_EXERCISE GOAL_
Every record below, from first to last: print it exactly as shown.
PROVIDED ENTRIES section start
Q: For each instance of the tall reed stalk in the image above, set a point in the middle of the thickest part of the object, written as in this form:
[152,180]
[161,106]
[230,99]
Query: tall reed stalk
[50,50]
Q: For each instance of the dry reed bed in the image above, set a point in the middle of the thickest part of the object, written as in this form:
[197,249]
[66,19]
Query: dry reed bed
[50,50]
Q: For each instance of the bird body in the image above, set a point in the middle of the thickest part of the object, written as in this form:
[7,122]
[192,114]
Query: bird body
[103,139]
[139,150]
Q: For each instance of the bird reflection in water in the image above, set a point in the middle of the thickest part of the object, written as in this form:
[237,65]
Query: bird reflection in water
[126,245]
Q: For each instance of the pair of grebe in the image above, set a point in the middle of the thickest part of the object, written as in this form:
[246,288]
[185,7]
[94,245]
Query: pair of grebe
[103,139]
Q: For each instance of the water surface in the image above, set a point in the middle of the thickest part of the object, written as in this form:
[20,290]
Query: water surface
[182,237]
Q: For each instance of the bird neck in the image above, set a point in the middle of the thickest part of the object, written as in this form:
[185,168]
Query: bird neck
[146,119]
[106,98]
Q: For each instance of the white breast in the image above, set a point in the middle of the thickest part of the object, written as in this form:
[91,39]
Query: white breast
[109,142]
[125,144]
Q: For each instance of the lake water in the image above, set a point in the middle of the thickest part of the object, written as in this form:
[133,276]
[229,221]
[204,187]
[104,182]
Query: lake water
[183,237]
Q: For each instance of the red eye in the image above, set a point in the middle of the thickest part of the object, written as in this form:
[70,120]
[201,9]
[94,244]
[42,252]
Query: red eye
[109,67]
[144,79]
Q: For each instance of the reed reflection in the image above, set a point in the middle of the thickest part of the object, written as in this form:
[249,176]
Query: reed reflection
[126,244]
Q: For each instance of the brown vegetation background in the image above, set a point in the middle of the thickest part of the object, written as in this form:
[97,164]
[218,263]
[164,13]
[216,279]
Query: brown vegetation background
PROVIDED ENTRIES section end
_RESPONSE AREA_
Q: For each instance of the tall reed stalk in the image above, set a point in the middle of the thickest part of the object, written as in this form:
[152,180]
[161,106]
[230,99]
Query: tall reed stalk
[50,50]
Q: For each instance of the dry reed bed in the image above, set a point in the middle of the thickest part of the object, written as in this form:
[197,249]
[66,19]
Query: dry reed bed
[50,50]
Q: For each instance of the bird body in the image above, set a point in the middle of the thickest part of the object, written as in this form:
[7,122]
[192,114]
Query: bird body
[103,139]
[139,150]
Q: For each instance of the bird reflection in water in the image above, set a point in the middle of the thickest part of the object, written as in this form:
[237,65]
Query: bird reflection in water
[126,245]
Q: For each instance of the pair of grebe in the image above, set a point in the middle of the thickest part of the object, written as in this form:
[246,288]
[185,7]
[94,245]
Query: pair of grebe
[103,139]
Q: For each instance of the water surface in the image above, set a point in the middle of the thickest part of the object, written as in this form:
[20,290]
Query: water surface
[182,237]
Q: For each instance of the bird neck in the image above, set a point in the middle of the thickest part of the object, written as in this form:
[185,168]
Query: bird neck
[146,119]
[106,98]
Q: For each instance of the white breast in the image above, set a point in the middle of the thickest part of the object, written as in this form:
[91,39]
Query: white breast
[109,142]
[125,144]
Q: For each instance of the lake water in the image above, set a point in the middle of the thickest part of the object, written as in this form:
[133,276]
[229,221]
[204,187]
[104,182]
Query: lake water
[183,237]
Q: For each instance of the red eye in the image above, set a point in the middle of the thickest part of the object, written as in this form:
[70,120]
[201,9]
[94,244]
[42,252]
Query: red eye
[109,67]
[144,79]
Q: For each instance of the reed reflection in the image above, set a point in the middle of the thickest part of the object, written as in this form:
[249,176]
Query: reed reflection
[126,244]
Q: For each instance of the brown vegetation background in the image above, set a point in the middle of the thickest part of the object, written as in this form:
[97,164]
[218,263]
[164,13]
[216,279]
Query: brown vegetation background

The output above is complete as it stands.